## [Records supplied]

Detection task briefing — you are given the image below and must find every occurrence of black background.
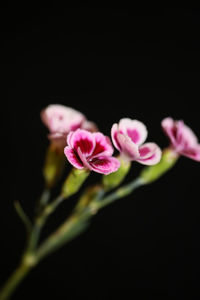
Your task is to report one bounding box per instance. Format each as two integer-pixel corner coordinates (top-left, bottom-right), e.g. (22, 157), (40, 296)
(0, 5), (200, 299)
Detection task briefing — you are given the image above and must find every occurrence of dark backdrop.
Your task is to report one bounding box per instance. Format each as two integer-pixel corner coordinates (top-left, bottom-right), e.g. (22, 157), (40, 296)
(0, 5), (200, 299)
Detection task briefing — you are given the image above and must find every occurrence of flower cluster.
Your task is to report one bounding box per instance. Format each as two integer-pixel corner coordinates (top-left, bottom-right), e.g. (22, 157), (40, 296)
(41, 105), (200, 175)
(41, 104), (97, 148)
(162, 118), (200, 161)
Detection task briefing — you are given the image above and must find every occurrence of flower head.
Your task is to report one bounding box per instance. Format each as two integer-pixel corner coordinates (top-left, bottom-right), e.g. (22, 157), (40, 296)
(111, 118), (161, 165)
(64, 129), (120, 174)
(161, 118), (200, 161)
(41, 104), (97, 148)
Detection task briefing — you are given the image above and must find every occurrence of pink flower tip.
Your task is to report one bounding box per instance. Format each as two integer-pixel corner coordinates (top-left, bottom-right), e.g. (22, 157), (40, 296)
(161, 117), (200, 161)
(41, 104), (98, 148)
(111, 118), (162, 165)
(64, 129), (120, 175)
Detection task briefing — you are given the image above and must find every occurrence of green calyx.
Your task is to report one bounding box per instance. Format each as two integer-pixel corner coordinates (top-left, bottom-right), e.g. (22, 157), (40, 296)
(140, 148), (179, 184)
(103, 157), (131, 190)
(61, 168), (90, 198)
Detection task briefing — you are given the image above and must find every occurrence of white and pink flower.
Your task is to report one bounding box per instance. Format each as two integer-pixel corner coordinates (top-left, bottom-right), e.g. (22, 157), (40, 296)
(161, 118), (200, 161)
(41, 104), (97, 148)
(111, 118), (161, 165)
(64, 129), (120, 174)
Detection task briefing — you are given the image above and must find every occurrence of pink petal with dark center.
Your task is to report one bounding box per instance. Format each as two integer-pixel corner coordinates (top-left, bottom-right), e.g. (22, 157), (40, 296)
(137, 143), (162, 165)
(77, 147), (92, 170)
(119, 118), (147, 145)
(181, 144), (200, 161)
(111, 123), (121, 151)
(90, 156), (120, 175)
(64, 146), (84, 169)
(117, 133), (140, 160)
(92, 132), (114, 157)
(68, 129), (95, 156)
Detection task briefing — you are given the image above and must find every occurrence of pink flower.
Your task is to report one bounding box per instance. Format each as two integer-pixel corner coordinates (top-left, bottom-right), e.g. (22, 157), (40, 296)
(64, 129), (120, 174)
(41, 104), (97, 148)
(161, 118), (200, 161)
(111, 118), (161, 165)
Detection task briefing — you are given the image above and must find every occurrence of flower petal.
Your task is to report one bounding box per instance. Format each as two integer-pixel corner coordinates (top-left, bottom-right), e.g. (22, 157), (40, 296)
(119, 118), (147, 145)
(117, 133), (140, 160)
(181, 144), (200, 161)
(77, 147), (92, 170)
(137, 143), (162, 165)
(161, 117), (177, 147)
(67, 129), (95, 156)
(92, 132), (114, 157)
(64, 146), (84, 169)
(111, 123), (121, 151)
(90, 156), (120, 175)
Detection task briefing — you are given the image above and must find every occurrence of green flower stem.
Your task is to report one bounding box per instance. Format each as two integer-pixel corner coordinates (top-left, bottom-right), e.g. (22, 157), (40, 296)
(91, 177), (144, 211)
(0, 255), (36, 300)
(36, 187), (51, 211)
(27, 195), (64, 253)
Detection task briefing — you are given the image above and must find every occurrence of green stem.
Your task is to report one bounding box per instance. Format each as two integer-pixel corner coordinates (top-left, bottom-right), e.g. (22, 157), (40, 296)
(27, 195), (64, 253)
(94, 178), (144, 211)
(0, 257), (34, 300)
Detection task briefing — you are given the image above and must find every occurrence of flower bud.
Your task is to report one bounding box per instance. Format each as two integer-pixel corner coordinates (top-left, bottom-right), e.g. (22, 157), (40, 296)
(61, 168), (90, 198)
(103, 157), (131, 190)
(140, 148), (179, 184)
(43, 144), (65, 188)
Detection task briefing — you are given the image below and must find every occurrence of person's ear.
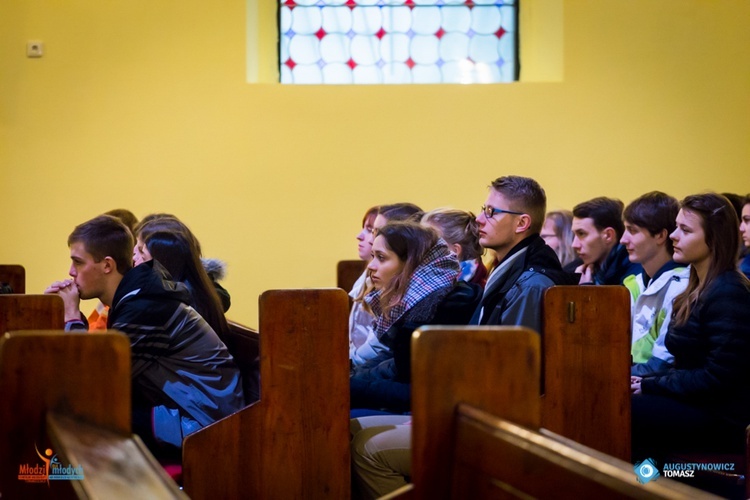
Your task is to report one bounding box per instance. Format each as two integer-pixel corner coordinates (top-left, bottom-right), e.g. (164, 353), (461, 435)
(102, 256), (117, 274)
(654, 229), (669, 246)
(602, 227), (618, 245)
(448, 243), (463, 257)
(516, 214), (531, 233)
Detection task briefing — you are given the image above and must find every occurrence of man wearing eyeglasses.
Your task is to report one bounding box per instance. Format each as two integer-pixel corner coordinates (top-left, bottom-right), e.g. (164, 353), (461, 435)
(471, 175), (577, 332)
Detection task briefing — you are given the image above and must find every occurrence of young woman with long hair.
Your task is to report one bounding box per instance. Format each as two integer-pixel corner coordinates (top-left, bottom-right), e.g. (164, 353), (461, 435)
(349, 203), (422, 367)
(351, 222), (481, 412)
(133, 216), (229, 342)
(422, 208), (487, 287)
(631, 193), (750, 468)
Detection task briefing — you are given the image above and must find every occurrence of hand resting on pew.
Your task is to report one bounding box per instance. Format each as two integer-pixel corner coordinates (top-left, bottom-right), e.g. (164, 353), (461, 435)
(630, 376), (641, 394)
(44, 280), (81, 323)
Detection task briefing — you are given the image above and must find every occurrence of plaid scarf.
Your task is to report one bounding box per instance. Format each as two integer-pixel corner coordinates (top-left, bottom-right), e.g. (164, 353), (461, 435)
(364, 238), (460, 339)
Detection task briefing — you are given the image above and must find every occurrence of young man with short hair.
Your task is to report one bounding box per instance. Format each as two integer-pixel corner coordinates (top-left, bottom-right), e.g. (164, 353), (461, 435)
(351, 176), (575, 498)
(573, 197), (641, 285)
(471, 176), (573, 332)
(620, 191), (690, 377)
(45, 215), (244, 454)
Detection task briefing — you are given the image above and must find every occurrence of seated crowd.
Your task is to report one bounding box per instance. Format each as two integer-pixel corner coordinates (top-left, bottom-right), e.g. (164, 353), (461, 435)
(36, 176), (750, 498)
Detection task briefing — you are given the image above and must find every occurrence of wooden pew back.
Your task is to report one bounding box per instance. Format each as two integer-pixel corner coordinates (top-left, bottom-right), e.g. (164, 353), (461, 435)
(451, 404), (717, 499)
(0, 293), (65, 334)
(412, 326), (540, 499)
(227, 321), (260, 404)
(542, 286), (630, 460)
(183, 289), (350, 500)
(0, 331), (131, 498)
(0, 264), (26, 293)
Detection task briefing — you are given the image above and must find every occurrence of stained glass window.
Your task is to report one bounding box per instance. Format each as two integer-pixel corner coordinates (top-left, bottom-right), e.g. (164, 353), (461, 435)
(279, 0), (518, 84)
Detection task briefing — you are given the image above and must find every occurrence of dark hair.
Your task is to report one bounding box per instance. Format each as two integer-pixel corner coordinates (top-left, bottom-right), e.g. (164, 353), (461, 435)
(545, 210), (576, 266)
(376, 221), (438, 314)
(362, 206), (380, 228)
(674, 193), (740, 325)
(104, 208), (138, 235)
(144, 231), (229, 340)
(422, 208), (484, 260)
(721, 193), (746, 219)
(133, 213), (202, 257)
(573, 196), (625, 241)
(68, 215), (134, 275)
(492, 175), (547, 234)
(622, 191), (680, 255)
(378, 203), (424, 222)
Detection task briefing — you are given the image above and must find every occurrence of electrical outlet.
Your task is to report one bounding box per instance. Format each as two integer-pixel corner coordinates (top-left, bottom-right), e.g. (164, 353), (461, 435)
(26, 40), (44, 57)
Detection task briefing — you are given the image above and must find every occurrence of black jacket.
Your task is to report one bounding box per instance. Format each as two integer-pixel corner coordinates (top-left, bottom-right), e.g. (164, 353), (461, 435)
(107, 260), (244, 426)
(350, 281), (482, 413)
(641, 271), (750, 426)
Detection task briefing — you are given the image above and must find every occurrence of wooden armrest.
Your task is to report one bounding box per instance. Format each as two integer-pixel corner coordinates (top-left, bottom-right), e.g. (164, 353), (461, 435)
(380, 483), (414, 500)
(47, 413), (188, 499)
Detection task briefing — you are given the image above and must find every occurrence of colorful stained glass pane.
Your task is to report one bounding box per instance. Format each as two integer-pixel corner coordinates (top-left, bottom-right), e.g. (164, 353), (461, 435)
(279, 0), (518, 84)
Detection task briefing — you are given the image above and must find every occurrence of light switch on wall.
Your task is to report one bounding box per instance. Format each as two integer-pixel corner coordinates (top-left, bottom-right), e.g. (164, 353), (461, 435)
(26, 40), (44, 57)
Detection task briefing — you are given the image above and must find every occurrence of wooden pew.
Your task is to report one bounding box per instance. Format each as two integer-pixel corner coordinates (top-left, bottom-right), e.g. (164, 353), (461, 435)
(187, 289), (350, 500)
(402, 327), (715, 499)
(0, 331), (179, 498)
(336, 259), (367, 293)
(0, 293), (65, 334)
(47, 413), (188, 499)
(227, 321), (260, 404)
(542, 286), (630, 461)
(0, 264), (26, 293)
(411, 326), (540, 498)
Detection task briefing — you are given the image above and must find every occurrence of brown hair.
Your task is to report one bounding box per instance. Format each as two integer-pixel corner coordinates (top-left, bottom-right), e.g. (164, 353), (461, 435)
(68, 215), (134, 275)
(422, 208), (484, 260)
(492, 175), (547, 234)
(674, 193), (740, 325)
(376, 221), (438, 314)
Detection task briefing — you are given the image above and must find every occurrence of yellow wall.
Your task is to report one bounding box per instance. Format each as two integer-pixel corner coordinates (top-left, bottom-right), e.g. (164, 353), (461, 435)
(0, 0), (750, 325)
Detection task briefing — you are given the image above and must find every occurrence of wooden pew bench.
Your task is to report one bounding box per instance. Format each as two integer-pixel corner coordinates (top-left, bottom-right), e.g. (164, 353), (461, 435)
(0, 331), (181, 498)
(0, 294), (65, 334)
(182, 289), (350, 500)
(0, 264), (26, 294)
(542, 286), (631, 461)
(227, 321), (260, 405)
(400, 327), (715, 499)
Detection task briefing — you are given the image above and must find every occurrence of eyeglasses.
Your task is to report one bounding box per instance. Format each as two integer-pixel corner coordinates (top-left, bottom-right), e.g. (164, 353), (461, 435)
(482, 205), (524, 219)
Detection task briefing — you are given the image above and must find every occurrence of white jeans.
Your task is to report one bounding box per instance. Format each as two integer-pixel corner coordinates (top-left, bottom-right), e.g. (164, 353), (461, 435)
(350, 415), (411, 498)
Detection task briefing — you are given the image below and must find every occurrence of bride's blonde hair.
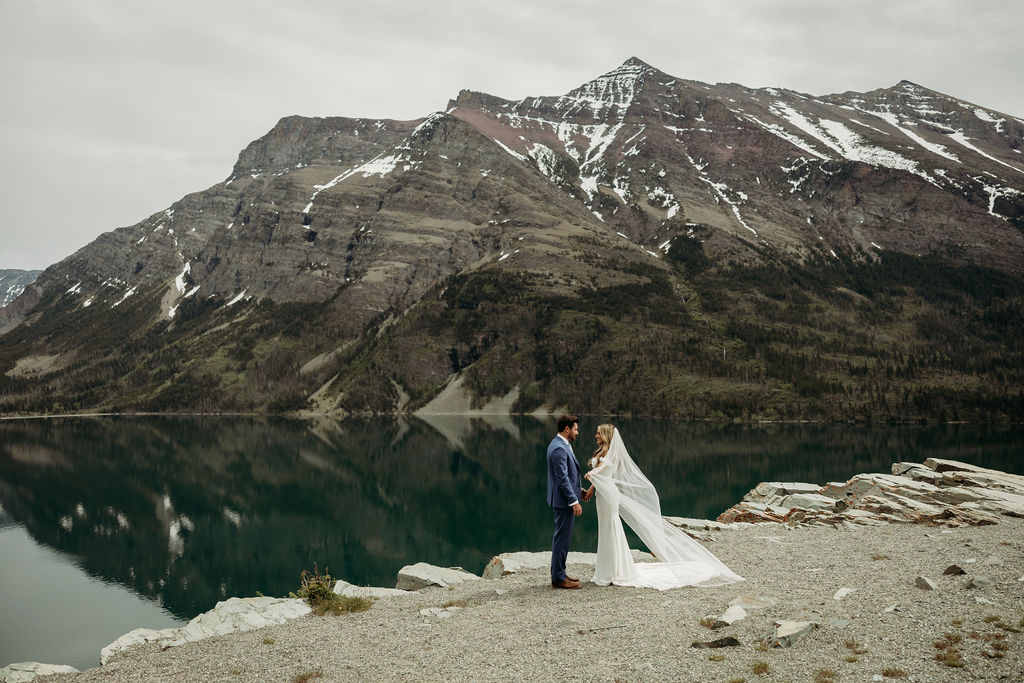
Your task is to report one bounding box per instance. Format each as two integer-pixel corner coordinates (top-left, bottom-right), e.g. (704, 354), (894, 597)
(590, 424), (615, 467)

## [Objective]
Copy out, unchanged, the part of the records that begins with the line containing "of yellow wall." and ends with the line containing "(400, 327), (715, 499)", including both of those lines.

## [Task output]
Detection task briefing — you are given the image above and must find every occurrence of yellow wall.
Your task is to report one bounding box per instance. Format each as two integer-pixel corner coordinates (top-left, bottom-right), e.g. (164, 353), (461, 435)
(0, 0), (750, 325)
Detection task briefing — you are given the image above and must find every occurrence of wooden pew bench.
Your task is to report one bounding box per instance. Format each as two integer-pixel corner coordinates (top-left, bottom-right), e.g. (164, 353), (461, 435)
(0, 331), (181, 498)
(0, 294), (65, 334)
(182, 289), (350, 500)
(0, 264), (26, 294)
(542, 286), (631, 461)
(227, 321), (260, 405)
(400, 327), (715, 499)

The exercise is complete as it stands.